### INSTRUCTIONS TO FOLLOW
Render the records below as a two-column CSV named entry and answer, one row per record, with each record's text and its answer in their own quoted fields and every line break replaced by a space.

[Saved data entries]
○ ○ ○ ○ ○ ○ ○

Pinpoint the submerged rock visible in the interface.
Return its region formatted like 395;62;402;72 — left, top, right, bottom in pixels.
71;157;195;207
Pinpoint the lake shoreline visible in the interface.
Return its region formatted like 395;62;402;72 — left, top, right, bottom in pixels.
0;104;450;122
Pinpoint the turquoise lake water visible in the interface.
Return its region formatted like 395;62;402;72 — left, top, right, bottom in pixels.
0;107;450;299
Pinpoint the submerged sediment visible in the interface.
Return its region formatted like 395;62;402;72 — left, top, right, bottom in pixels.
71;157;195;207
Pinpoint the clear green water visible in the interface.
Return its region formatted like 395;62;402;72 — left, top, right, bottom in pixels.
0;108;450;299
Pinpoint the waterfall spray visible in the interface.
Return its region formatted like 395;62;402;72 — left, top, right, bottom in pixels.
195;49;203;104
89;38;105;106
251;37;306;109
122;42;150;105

○ ○ ○ ○ ○ ○ ○

### WRITTEN SOLUTION
entry,answer
"Pinpoint the submerged rock visible in the interface. Return its region formatted like 395;62;402;72 — left, top, right, bottom in pixels.","71;157;195;207"
"Pinpoint the lake shoreline visible in the interface. Return its region formatted like 395;62;402;72 — left, top, right, bottom in pixels.","0;104;450;122"
"Pinpoint the turquoise lake water visible in the interface. Return its region formatted like 395;62;402;72 — left, top, right, bottom in pixels.","0;107;450;299"
"Pinpoint the submerged sediment visible in the interface. Return its region formatted like 395;62;402;72 — left, top, right, bottom in pixels.","71;157;195;207"
"Pinpoint the clear green water visible in the interface. Return its region formatted like 395;62;402;72 — left, top, right, bottom in pixels.","0;108;450;299"
"Pinpoint the waterfall spray visible in the interface. Return its region formatted like 395;62;402;72 — left, top, right, bottom in pixels.","195;49;203;104 89;38;105;106 251;37;306;109 122;42;150;105"